**Direction:** Copy each of the records below word for word.

○ ○ ○ ○ ○

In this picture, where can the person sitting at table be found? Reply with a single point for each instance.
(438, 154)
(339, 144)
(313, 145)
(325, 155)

○ ○ ○ ○ ○

**Response:**
In this picture, where can the person sitting at table be found? Reply with a single point for each instance.
(438, 154)
(339, 144)
(313, 145)
(325, 155)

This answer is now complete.